• [Your goal]: The lines to be set down run from the line containing "the blue engine" through the final line of the data below; print them exactly and print nothing else.

• [Records for the task]:
——
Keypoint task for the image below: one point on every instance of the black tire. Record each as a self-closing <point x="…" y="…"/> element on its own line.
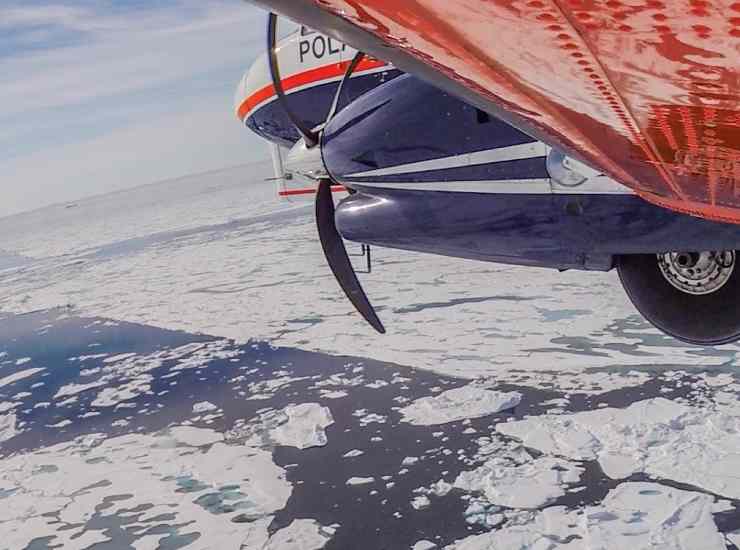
<point x="710" y="319"/>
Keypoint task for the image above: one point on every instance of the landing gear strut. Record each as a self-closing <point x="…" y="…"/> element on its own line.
<point x="693" y="296"/>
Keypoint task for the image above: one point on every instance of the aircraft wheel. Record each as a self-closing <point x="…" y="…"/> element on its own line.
<point x="692" y="296"/>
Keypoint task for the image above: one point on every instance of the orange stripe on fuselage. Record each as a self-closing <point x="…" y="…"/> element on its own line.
<point x="301" y="79"/>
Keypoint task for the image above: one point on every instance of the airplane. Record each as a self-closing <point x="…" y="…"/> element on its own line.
<point x="447" y="140"/>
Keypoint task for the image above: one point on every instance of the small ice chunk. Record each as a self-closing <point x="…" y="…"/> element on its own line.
<point x="458" y="404"/>
<point x="304" y="426"/>
<point x="420" y="502"/>
<point x="353" y="453"/>
<point x="204" y="406"/>
<point x="74" y="389"/>
<point x="8" y="427"/>
<point x="360" y="480"/>
<point x="529" y="485"/>
<point x="301" y="534"/>
<point x="20" y="375"/>
<point x="195" y="437"/>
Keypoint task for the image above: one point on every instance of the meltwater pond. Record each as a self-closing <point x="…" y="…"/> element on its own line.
<point x="119" y="435"/>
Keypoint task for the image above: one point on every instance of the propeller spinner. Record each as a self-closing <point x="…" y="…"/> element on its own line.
<point x="307" y="153"/>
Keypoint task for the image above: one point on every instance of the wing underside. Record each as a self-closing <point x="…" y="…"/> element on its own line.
<point x="646" y="91"/>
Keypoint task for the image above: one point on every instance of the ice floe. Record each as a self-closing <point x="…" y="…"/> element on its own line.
<point x="457" y="404"/>
<point x="8" y="426"/>
<point x="204" y="407"/>
<point x="303" y="426"/>
<point x="20" y="375"/>
<point x="531" y="484"/>
<point x="214" y="488"/>
<point x="694" y="445"/>
<point x="73" y="388"/>
<point x="360" y="480"/>
<point x="638" y="516"/>
<point x="301" y="534"/>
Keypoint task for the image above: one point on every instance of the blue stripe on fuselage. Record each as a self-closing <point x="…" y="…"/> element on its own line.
<point x="531" y="168"/>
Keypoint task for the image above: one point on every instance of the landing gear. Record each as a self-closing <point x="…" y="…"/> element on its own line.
<point x="692" y="296"/>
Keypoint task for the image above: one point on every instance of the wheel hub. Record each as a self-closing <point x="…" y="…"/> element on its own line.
<point x="697" y="273"/>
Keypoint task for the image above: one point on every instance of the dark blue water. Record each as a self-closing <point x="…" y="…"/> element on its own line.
<point x="385" y="520"/>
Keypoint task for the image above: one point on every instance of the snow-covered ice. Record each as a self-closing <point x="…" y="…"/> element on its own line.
<point x="531" y="484"/>
<point x="304" y="426"/>
<point x="689" y="444"/>
<point x="457" y="404"/>
<point x="20" y="375"/>
<point x="637" y="516"/>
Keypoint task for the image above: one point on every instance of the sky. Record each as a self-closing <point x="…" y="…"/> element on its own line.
<point x="99" y="95"/>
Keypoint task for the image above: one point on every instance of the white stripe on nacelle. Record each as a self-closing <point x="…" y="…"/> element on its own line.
<point x="501" y="154"/>
<point x="523" y="187"/>
<point x="600" y="185"/>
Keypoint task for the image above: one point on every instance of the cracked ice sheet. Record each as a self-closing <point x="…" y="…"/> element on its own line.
<point x="638" y="516"/>
<point x="187" y="472"/>
<point x="453" y="316"/>
<point x="694" y="445"/>
<point x="303" y="426"/>
<point x="531" y="484"/>
<point x="458" y="404"/>
<point x="20" y="375"/>
<point x="126" y="376"/>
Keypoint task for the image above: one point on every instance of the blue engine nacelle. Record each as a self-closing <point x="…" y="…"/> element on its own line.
<point x="434" y="174"/>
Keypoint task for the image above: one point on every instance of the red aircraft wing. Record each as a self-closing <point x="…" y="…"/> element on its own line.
<point x="647" y="91"/>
——
• [Answer space]:
Keypoint task for the image above: one point on every instance of the blue engine nacelle. Record each as a self-closing <point x="…" y="…"/> element on its own line.
<point x="434" y="174"/>
Keypoint task for the image above: one point on every instance of the red aircraft wing. Record each as a self-closing <point x="…" y="…"/> element on its own line.
<point x="647" y="91"/>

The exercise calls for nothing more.